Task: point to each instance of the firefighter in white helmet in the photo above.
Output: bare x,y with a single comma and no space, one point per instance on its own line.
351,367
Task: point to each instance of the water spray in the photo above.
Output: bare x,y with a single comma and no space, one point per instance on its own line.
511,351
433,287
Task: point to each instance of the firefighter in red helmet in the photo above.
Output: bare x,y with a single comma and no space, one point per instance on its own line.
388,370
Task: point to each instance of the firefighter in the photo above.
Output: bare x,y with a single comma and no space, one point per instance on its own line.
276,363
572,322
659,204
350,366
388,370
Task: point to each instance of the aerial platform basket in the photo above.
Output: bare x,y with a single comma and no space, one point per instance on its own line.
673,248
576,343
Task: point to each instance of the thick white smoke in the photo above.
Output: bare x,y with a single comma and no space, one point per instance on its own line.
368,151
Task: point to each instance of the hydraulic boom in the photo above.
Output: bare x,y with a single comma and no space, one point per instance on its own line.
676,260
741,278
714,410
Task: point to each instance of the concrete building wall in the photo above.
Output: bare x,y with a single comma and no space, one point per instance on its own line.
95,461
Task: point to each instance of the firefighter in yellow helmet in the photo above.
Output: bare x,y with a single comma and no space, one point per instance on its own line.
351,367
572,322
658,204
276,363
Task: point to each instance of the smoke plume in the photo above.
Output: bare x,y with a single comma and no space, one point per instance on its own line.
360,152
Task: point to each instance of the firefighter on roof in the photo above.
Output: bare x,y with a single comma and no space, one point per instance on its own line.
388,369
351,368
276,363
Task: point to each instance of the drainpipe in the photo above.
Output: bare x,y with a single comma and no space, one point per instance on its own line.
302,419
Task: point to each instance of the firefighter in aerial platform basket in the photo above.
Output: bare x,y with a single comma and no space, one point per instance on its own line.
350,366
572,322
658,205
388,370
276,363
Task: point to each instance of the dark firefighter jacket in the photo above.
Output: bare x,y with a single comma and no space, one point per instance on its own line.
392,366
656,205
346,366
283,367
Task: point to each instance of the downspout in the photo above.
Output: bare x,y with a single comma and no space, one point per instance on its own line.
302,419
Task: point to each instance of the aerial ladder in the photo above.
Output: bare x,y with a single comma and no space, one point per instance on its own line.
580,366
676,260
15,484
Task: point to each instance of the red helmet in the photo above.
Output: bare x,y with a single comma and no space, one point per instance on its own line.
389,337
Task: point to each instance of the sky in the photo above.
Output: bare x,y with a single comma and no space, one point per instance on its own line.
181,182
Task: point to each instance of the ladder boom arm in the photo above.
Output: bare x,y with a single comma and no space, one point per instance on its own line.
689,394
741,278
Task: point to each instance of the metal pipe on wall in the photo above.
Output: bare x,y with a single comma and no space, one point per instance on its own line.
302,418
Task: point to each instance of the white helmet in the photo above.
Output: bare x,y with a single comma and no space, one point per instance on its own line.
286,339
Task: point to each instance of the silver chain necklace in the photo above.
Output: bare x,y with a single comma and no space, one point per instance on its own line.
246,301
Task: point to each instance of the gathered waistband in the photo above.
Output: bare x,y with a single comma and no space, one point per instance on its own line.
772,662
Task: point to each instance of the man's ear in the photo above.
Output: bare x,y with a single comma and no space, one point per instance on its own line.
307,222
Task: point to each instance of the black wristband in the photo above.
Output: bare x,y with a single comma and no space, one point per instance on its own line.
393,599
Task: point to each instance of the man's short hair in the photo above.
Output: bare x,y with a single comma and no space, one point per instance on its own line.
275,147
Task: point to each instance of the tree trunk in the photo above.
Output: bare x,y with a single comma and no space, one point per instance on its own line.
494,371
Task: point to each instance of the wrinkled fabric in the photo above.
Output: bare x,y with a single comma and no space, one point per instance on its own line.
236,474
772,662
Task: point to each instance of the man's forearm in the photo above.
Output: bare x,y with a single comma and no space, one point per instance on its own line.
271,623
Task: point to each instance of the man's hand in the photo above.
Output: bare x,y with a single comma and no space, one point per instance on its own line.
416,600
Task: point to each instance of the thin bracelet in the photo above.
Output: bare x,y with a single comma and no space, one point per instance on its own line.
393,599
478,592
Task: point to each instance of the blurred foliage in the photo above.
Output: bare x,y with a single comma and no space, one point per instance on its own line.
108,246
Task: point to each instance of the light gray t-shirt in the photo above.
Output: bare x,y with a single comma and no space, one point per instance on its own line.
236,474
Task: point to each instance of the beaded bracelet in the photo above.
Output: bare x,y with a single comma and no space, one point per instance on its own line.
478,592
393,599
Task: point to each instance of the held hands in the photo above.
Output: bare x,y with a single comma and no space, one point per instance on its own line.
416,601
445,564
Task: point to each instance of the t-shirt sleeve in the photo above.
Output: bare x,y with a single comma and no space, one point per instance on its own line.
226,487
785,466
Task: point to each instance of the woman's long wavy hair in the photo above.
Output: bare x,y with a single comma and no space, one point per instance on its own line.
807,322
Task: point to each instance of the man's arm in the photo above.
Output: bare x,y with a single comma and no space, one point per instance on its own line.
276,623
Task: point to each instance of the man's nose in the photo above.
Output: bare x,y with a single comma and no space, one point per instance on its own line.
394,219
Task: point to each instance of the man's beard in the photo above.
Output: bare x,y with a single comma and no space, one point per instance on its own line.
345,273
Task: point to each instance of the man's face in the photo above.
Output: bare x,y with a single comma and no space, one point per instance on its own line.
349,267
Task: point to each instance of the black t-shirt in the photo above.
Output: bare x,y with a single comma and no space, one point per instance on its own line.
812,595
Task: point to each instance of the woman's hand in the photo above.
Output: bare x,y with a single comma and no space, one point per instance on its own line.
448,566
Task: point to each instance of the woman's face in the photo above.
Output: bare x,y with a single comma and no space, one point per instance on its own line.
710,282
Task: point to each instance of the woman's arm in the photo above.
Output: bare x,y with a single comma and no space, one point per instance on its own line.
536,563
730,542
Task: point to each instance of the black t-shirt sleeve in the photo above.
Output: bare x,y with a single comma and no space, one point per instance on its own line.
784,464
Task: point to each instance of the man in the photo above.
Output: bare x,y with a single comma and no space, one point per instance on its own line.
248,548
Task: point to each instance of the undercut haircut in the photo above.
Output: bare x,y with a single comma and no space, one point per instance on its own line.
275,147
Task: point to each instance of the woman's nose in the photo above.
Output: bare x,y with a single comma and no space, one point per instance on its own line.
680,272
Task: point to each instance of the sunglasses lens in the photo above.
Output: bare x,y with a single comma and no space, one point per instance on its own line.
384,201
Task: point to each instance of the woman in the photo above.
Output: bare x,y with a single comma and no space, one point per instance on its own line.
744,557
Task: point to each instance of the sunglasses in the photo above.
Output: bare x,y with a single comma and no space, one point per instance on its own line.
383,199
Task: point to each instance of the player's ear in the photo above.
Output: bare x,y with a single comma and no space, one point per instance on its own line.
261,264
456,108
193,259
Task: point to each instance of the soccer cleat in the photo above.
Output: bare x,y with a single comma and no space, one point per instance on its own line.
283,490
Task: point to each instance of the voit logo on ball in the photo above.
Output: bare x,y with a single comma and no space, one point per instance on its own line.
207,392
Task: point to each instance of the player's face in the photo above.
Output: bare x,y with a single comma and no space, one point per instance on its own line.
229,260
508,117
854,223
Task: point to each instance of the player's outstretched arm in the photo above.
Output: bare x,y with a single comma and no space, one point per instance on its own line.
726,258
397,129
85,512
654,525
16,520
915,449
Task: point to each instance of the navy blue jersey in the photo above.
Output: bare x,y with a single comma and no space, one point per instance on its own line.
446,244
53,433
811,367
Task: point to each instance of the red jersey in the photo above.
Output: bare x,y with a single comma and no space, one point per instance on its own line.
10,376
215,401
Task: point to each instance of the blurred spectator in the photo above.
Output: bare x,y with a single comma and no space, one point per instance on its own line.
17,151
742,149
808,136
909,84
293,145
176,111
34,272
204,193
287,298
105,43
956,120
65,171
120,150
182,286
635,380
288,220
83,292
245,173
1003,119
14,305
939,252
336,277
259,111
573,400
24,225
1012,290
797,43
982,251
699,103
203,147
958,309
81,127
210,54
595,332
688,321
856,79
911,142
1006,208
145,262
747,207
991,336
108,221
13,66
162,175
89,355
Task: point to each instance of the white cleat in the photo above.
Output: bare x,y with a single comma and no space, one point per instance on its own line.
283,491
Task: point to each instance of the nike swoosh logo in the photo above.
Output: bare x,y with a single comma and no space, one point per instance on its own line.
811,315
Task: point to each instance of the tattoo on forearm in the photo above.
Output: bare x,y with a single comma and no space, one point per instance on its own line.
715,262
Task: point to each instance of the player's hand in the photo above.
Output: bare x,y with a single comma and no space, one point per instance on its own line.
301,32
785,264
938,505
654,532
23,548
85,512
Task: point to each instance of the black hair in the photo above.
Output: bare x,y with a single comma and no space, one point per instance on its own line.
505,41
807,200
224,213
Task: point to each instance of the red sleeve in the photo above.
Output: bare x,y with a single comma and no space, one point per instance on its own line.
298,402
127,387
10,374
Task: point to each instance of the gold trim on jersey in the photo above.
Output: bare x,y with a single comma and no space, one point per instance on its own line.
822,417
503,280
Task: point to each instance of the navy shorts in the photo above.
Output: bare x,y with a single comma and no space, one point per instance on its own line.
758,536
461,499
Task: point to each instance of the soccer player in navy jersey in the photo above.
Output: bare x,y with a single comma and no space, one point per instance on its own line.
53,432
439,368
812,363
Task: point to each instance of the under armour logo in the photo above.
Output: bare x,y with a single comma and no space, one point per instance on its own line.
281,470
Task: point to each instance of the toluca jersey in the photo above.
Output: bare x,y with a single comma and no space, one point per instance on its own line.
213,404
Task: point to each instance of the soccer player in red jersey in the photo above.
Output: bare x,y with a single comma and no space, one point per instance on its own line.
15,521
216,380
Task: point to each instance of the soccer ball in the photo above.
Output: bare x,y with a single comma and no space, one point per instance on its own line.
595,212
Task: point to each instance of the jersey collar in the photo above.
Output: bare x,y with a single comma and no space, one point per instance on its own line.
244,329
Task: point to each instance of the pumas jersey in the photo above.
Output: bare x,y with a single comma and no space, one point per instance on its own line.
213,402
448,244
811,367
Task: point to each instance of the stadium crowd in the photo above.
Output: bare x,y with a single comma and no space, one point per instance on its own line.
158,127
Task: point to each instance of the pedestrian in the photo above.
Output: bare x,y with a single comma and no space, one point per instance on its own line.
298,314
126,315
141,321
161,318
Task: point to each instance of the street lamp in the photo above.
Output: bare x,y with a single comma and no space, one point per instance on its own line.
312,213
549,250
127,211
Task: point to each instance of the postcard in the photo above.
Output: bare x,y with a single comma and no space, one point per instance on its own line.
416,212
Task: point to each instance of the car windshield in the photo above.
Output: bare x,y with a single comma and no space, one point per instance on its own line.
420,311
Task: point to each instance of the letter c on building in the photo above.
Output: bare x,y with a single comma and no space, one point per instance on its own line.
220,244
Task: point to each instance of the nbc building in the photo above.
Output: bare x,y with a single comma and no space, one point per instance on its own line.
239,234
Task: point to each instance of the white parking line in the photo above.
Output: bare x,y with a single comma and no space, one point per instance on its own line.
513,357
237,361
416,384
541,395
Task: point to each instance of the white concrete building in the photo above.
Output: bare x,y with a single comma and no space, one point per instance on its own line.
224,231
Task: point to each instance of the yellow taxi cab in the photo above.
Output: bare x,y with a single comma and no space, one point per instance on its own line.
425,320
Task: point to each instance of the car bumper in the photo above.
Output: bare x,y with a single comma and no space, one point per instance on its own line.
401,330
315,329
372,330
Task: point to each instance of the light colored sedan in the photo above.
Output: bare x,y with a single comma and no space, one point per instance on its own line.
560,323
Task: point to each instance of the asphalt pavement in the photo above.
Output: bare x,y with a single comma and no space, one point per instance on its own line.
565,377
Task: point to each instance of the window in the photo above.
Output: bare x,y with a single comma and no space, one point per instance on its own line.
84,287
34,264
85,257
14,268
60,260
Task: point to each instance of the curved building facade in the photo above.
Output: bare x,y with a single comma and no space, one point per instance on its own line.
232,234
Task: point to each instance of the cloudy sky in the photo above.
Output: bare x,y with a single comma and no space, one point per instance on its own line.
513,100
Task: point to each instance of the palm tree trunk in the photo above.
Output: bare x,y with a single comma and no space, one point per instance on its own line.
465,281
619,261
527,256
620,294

◆ SHORT EXERCISE ◆
Repeat exactly the lines above from the line that contains "Task: point to each instance of the window" through the end. Include both of these ends; leave out everything else.

◆ RESPONSE ◆
Task: point to each instance of the window in the photo above.
Output: bare x,y with a single comma and no space, one point per instance on its own line.
84,287
34,264
85,257
14,268
60,260
Task: point to each instance of the curved building facade in the photo above.
Output: bare x,y with a single comma and no space, one point per instance on its own line.
232,234
Task: point to each instance of the cloudy sky in the photo above.
Output: bare x,y with a single comma and no space, one point per instance on its own line.
513,100
Task: point to each instance of the palm tree trunk in the photo above.
Output: bare x,y with a single comma and no space, one point per instance on its own line.
465,281
619,261
527,256
620,294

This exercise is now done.